# CONSIGNE A:
D'après le texte fourni, sur quelle avenue se trouve le Provigo où le groupe s'est arrêté le mercredi ?

------ TEXTE FOURNI

Et cet inconnu, c’est mon voisin, c’est un parent, c’est moi. J’ai arrêté la machine à représentation dans ma tête et remis le compteur à zéro. Partir avec l’Exeko était un moyen hyper efficace pour cela. En effet, l’organisme n’a pour vocation de répondre aux besoins primaires. Nous ne sommes pas dans une relation unilatérale (je donne un repas, une boisson, etc. et point final), mais bien dans un échange. Et qui aurait dit que je recevrais autant que je donne ?!
Le mercredi, nous nous sommes arrêtés devant le Provigo sur l’avenue Parc, à l’arrêt Mc Gill, ainsi qu’au refuge des Projets autochtones du Québec (PAQ). Beaucoup plus de monde de présent (heure différente ? Lieux différents ?). Et qui dit médiateur différent, dit approche différente ! Nous sommes partis sur la thématique du langage et de la pensée :
La pensée précède-t-elle la parole ? Ou inversement ?
Nous avons eu plusieurs réponses (ou non !). Selon certains la parole vient avant la pensée, et est liée au développement avec autrui, ou encore que le langage vient naturellement. Pour reprendre les termes de Dominique, « la pensée motrice » précède le fait de parler, mais « est liée au développement de l’enfant ». Pour Eva, « il est difficile [pour elle] d’exprimer en anglais [ses] émotions profondes en anglais, car c’est [sa] langue maternel qui vient naturellement ». Il ressort que le langage est lié aux autres qui nous entourent. Alex évoque l’exemple de l’enfant sauvage, grandissant hors de la civilisation. Nous évoquons de même le langage de signe, différent ou non du langage parlé ? Nous partons ensuite au refuge, pour proposer un atelier découpage/collage.
Alexandra avait récupéré des magasines et tout le matériel nécessaire : plusieurs personnes sont venues naturellement vers la table pour se mettre à créer. D’autres ont été plus réticentes, sont venues jeter un œil, puis se sont installés. Cette animation a beaucoup plus à certains, qui ont créé une sorte de roman photo autobiographique.

------------

# CONSIGNE B:
Dans la liste, recopiez mot pour mot la partie qui commence à la ligne contenant "the grassy bank." et se termine à la ligne contenant "[638,54,822,114]", ces deux lignes comprises.

------ DONNÉES EXTRAITES

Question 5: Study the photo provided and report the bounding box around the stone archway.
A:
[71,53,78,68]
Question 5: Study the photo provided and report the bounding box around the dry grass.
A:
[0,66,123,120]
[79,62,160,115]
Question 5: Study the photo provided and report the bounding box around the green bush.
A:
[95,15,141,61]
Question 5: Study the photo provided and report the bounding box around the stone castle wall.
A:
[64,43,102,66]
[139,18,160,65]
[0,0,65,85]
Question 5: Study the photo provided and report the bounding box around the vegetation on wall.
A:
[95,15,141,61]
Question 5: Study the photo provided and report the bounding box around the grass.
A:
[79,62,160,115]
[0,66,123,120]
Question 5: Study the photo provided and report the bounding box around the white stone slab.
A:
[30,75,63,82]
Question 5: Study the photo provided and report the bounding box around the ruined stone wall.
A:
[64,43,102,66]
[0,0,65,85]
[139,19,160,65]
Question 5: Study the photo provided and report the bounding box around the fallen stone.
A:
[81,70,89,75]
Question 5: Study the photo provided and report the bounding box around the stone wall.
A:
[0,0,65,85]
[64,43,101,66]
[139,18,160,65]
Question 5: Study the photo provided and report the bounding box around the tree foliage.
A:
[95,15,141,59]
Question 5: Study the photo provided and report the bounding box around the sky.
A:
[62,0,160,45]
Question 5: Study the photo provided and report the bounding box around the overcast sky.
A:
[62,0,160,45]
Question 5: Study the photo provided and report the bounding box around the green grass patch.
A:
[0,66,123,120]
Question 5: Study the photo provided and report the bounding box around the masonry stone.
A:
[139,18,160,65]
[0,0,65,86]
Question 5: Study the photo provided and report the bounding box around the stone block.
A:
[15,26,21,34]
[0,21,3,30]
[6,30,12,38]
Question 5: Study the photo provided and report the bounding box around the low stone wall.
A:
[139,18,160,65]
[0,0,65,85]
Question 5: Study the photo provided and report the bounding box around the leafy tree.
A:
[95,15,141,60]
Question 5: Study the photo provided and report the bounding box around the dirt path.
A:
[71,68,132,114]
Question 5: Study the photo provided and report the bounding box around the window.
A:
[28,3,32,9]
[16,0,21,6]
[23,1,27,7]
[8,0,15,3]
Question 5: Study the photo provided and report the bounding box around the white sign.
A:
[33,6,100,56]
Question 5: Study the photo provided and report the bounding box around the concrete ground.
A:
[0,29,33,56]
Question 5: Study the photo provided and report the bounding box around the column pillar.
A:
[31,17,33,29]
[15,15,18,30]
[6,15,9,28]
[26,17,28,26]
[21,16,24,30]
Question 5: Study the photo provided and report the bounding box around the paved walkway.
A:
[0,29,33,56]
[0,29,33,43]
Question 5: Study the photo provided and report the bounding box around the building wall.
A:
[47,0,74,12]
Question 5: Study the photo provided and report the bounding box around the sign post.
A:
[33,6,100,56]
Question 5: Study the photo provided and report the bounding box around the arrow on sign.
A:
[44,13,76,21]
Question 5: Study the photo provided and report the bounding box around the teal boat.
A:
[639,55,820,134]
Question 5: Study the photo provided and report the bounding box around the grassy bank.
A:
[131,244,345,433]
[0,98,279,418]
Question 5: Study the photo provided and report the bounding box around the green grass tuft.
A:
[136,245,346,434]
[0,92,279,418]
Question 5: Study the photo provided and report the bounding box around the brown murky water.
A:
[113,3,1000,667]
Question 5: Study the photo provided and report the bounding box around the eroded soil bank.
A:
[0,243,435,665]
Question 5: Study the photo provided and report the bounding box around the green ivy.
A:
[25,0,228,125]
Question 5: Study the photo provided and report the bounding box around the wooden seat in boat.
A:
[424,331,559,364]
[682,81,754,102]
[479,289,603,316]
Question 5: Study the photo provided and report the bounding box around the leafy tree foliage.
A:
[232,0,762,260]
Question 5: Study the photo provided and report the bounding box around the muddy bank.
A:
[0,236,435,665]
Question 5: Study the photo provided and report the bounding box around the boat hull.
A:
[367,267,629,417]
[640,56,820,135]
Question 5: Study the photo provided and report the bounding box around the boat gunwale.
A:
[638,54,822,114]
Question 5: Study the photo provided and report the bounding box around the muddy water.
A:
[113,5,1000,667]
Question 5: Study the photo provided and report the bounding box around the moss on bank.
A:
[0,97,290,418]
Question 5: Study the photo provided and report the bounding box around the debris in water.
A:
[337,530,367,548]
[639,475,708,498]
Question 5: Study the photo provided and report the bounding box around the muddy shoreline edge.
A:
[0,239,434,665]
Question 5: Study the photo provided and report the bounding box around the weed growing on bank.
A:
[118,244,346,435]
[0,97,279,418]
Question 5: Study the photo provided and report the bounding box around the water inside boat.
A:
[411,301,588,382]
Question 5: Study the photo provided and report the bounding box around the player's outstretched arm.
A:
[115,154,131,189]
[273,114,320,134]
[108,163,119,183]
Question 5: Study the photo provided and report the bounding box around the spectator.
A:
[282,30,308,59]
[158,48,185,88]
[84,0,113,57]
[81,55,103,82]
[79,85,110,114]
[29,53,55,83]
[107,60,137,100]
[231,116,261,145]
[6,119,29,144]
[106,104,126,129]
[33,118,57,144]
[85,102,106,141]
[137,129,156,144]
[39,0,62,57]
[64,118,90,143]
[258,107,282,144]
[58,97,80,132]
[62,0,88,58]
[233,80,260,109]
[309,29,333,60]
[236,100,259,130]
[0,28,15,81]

------------

# RÉPONSE A:
Sur l'avenue Parc.

# RÉPONSE B:
Question 5: Study the photo provided and report the bounding box around the grassy bank.
A:
[131,244,345,433]
[0,98,279,418]
Question 5: Study the photo provided and report the bounding box around the green grass tuft.
A:
[136,245,346,434]
[0,92,279,418]
Question 5: Study the photo provided and report the bounding box around the brown murky water.
A:
[113,3,1000,667]
Question 5: Study the photo provided and report the bounding box around the eroded soil bank.
A:
[0,243,435,665]
Question 5: Study the photo provided and report the bounding box around the green ivy.
A:
[25,0,228,125]
Question 5: Study the photo provided and report the bounding box around the wooden seat in boat.
A:
[424,331,559,364]
[682,81,754,102]
[479,289,603,316]
Question 5: Study the photo provided and report the bounding box around the leafy tree foliage.
A:
[232,0,762,260]
Question 5: Study the photo provided and report the bounding box around the muddy bank.
A:
[0,236,435,665]
Question 5: Study the photo provided and report the bounding box around the boat hull.
A:
[367,267,629,417]
[640,56,820,135]
Question 5: Study the photo provided and report the bounding box around the boat gunwale.
A:
[638,54,822,114]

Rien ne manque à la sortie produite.